__Task description__
Copy out all the data below with "disc" swapped for "circle" and nothing else changed. Leave out the pictures.
** Start Given records **
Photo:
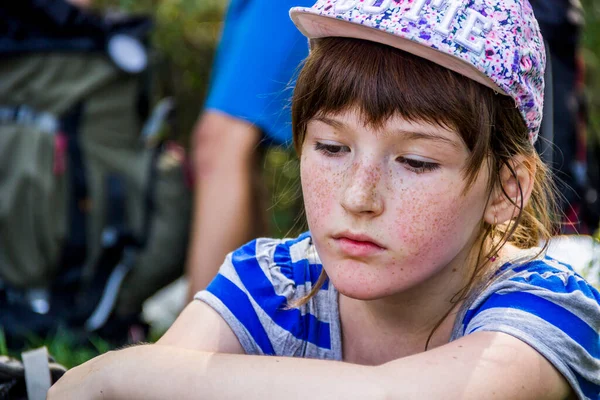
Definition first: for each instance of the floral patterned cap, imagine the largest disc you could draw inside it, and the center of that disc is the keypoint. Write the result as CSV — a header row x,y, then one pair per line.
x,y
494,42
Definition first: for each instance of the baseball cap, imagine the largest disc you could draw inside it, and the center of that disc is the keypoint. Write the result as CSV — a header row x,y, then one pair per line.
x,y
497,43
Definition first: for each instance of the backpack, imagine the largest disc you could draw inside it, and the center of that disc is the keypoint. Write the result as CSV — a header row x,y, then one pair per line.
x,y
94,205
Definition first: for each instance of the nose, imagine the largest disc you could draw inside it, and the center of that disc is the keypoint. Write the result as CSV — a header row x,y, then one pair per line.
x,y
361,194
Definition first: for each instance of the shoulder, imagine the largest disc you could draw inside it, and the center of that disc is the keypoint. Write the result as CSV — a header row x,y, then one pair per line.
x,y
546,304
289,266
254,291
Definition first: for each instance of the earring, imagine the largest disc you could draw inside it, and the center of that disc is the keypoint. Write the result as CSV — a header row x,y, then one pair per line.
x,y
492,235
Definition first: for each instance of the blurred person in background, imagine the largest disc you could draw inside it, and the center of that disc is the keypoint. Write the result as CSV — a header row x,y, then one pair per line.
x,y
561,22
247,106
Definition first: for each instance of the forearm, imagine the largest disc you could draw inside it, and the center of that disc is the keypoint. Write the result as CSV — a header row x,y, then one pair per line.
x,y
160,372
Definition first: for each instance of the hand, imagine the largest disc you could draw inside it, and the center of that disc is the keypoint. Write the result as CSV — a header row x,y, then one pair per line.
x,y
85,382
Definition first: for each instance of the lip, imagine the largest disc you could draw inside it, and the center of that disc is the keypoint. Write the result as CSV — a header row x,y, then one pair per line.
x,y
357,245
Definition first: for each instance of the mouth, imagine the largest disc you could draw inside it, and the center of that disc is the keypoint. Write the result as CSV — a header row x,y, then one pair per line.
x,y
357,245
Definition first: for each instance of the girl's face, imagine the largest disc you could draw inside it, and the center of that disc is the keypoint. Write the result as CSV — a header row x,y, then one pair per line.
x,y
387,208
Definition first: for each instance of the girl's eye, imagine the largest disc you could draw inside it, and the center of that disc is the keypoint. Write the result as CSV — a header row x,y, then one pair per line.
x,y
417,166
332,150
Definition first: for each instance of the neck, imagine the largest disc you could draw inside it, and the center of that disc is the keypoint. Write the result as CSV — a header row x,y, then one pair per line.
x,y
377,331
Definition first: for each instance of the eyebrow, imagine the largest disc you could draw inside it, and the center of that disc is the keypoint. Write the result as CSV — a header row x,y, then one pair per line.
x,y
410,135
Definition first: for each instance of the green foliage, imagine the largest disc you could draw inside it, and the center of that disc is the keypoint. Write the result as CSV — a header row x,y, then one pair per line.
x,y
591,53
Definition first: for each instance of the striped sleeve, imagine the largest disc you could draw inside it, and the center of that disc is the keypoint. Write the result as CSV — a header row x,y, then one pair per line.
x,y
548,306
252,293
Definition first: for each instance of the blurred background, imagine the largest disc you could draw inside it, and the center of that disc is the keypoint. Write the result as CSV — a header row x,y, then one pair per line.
** End Given records **
__The result__
Photo:
Definition first: for each instance of the floral patterned cap, imagine the largest circle you could draw inside it, and the center of that circle is the keypoint. Write the result as CSV — a header row x,y, then one pair per line.
x,y
494,42
Definition first: for each instance of the baseball cap, imagine the largest circle you could draw inside it, and the center of that circle is the keypoint. Write the result as CSV — a header row x,y, then one pair per line.
x,y
497,43
Definition first: for each instance of the backpack, imagine the largest circle you could draw inside it, and the center of that circle is the keypoint. Write the result as CSV — a header row x,y, then one pair per line.
x,y
94,205
Definition first: for each instance of the nose, imagine the largest circle you could draw inside it, and the center of that circle is the keypoint. Write the result as CSV — a header row x,y, then one pair per line.
x,y
361,194
Definition first: for each instance of the shoulder, imagine the largest circle you could draw inside it, and the center of that circle is the keypoint. Write the result as CSV — a header row x,y, then one pair per line.
x,y
546,304
289,266
254,291
Definition first: for each instance of the earring, imagine the largest circle you could draw inside it, and the center of that circle is the keypoint. Write the result as CSV — a header row x,y, then one pair per line.
x,y
492,235
Definition first: for each instance of the blurred person in background, imagine the largest circle you could draw inside it, and the center of that circle is the keypoint. Write the result as CSV — a header row x,y, then one pair per line.
x,y
561,22
247,106
Definition first: for each instance of the forearm, imagine the largest circle you could draw inside it, and the center of that circle is the keypoint. Write the result as CSV — a header row x,y, then one pair per line.
x,y
160,372
Definition first: for each instance of the hand, imagine the largest circle you could draw inside it, and the center of that circle is the keypoint. Write the result as CSV — a header row x,y, then one pair per line.
x,y
85,382
Definition first: for each instance of the lip, imagine the largest circle you could draw inside it, and the center of that circle is the keypoint. Write the result as CSV — a header row x,y, then one pair per line.
x,y
357,245
Definition first: for each instance of the mouth, imagine the largest circle you could draw inside it, and the center of that circle is the keypoint. Write the result as CSV — a header row x,y, then one pair per line.
x,y
357,245
Definition first: for each instance of the girl's face, imagine the largest circle you could draw inside it, and the center of that circle is the keypoint. Write the result as CSV — a header row x,y, then one pair per line.
x,y
387,208
Definition first: for each instance of the girl's eye, imagine the largest circle you could draw inside it, and the center of that circle is the keypoint. Write the result as CSV — a header row x,y, then one pair per line.
x,y
417,166
332,150
Definition first: for each instance of the neck, imagine the largest circle you could draw inside it, and the center of that circle is the keypoint. Write the result as CSV — a header row x,y, then one pair per line.
x,y
377,331
Definition first: for each instance of the eyebrow, imagine the largest circle you could draw inside it, and the center of that circle is the keypoint. Write the result as CSV — a header row x,y, then one pair per line.
x,y
410,135
Definition first: for each instance of the green foliage, imagine the largest circle you could draw inside it, and the center of that circle is the keypoint. Write the result as CSV — a header row x,y, then one pair per line.
x,y
591,53
Definition first: for each instance of the striped sleeve, imagine the largest circle you could draw inside it, and the center of that circle is the keypoint. Write the result as CSV — a header row x,y, then one pair per line.
x,y
548,306
252,293
Definition first: for each instance of the blurred background, imagine the largest circle you could draw inside it, and the center of that circle is the keypoint. Write the result as CSV — a header row x,y, then one pair per line.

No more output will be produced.